(Directive):
Could you recast the rows below as a Markdown table with the columns "Line No." and "Text", numbering each line and leaving out blank lines and pictures?
-- start Data provided --
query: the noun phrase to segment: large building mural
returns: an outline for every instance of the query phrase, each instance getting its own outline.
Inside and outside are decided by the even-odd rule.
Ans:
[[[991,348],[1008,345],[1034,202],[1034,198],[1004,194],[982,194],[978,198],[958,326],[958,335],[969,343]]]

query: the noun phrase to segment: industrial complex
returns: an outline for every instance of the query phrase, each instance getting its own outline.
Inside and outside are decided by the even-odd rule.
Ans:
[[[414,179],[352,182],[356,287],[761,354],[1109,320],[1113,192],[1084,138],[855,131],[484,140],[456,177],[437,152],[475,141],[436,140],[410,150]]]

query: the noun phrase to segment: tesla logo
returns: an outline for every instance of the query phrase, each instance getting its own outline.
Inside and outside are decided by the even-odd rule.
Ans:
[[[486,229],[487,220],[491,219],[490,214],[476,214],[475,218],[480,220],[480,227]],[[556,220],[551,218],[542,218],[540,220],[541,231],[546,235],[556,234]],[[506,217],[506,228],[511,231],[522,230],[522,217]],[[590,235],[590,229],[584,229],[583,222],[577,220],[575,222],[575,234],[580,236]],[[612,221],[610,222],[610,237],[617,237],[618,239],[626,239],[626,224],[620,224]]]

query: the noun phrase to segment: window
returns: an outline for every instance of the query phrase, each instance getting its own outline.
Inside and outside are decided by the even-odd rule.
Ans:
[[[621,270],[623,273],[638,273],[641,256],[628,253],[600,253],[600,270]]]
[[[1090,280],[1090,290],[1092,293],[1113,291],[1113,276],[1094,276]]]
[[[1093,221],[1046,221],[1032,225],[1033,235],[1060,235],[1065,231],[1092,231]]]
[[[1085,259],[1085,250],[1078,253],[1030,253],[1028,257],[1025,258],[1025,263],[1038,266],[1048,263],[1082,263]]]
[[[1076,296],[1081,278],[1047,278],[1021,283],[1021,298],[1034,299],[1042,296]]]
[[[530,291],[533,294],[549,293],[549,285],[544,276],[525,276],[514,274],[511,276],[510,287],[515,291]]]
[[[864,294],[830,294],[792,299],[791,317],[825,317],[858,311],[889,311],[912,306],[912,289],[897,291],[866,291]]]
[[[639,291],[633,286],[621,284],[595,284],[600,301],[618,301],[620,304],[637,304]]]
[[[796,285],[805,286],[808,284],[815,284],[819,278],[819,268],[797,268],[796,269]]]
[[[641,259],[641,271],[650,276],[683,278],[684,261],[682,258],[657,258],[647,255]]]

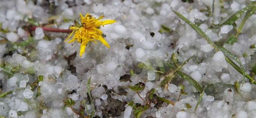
-- end Data provided --
(Solution to this exercise):
| Line No. | Text |
|---|---|
| 1 | query: the noun phrase to segment: large building mural |
| 2 | returns: an outline for every instance of the query phrase, each instance getting its own outline. |
| 3 | Inside and outside are decided by the even-odd rule. |
| 4 | Ans: |
| 5 | [[[991,348],[1008,345],[1034,202],[1034,198],[1004,194],[982,194],[978,198],[958,326],[958,335],[969,343]]] |
| 6 | query: the noun phrase to segment: industrial complex |
| 7 | returns: an outline for every instance of the query phrase, each instance getting its own outline. |
| 8 | Inside and outside are decided by the even-odd rule. |
| 9 | Ans: |
| 10 | [[[414,179],[352,182],[356,287],[761,354],[1109,320],[1113,192],[1084,138],[855,131],[484,140],[456,177],[437,152],[475,141],[436,140],[410,150]]] |
| 11 | query: the noun phrase to segment: tesla logo |
| 12 | returns: an outline for every instance of the query phrase, each instance getting its own outline. |
| 13 | Inside and outside are decided by the even-odd rule. |
| 14 | Ans: |
| 15 | [[[486,229],[487,220],[491,219],[490,214],[476,214],[475,218],[480,220],[480,227]],[[556,220],[551,218],[542,218],[540,220],[541,231],[546,235],[556,234]],[[506,217],[506,228],[511,231],[522,230],[522,217]],[[590,235],[590,229],[584,229],[583,222],[577,220],[575,222],[575,234],[580,236]],[[612,221],[610,222],[610,237],[617,237],[618,239],[626,239],[626,224],[620,224]]] |
| 16 | query: the noun phrase to segment: window |
| 17 | returns: an outline for every instance of the query phrase, each instance getting its own outline. |
| 18 | Inside and outside are decided by the even-odd rule. |
| 19 | Ans: |
| 20 | [[[621,270],[623,273],[638,273],[641,256],[628,253],[600,253],[600,270]]] |
| 21 | [[[1090,280],[1090,290],[1092,293],[1113,291],[1113,276],[1094,276]]] |
| 22 | [[[1093,221],[1046,221],[1032,225],[1033,235],[1060,235],[1065,231],[1092,231]]] |
| 23 | [[[1085,259],[1085,250],[1078,253],[1030,253],[1028,257],[1025,258],[1025,263],[1038,266],[1048,263],[1082,263]]] |
| 24 | [[[1076,296],[1081,278],[1047,278],[1021,283],[1021,298],[1034,299],[1042,296]]] |
| 25 | [[[530,291],[533,294],[549,293],[549,285],[544,276],[525,276],[514,274],[511,276],[510,287],[515,291]]] |
| 26 | [[[864,294],[830,294],[792,299],[791,317],[825,317],[858,311],[889,311],[912,306],[912,289],[897,291],[866,291]]] |
| 27 | [[[639,291],[633,286],[621,284],[595,284],[600,301],[618,301],[620,304],[637,304]]] |
| 28 | [[[796,285],[805,286],[808,284],[815,284],[819,278],[819,268],[797,268],[796,269]]] |
| 29 | [[[641,259],[641,271],[650,276],[683,278],[684,261],[682,258],[657,258],[647,255]]] |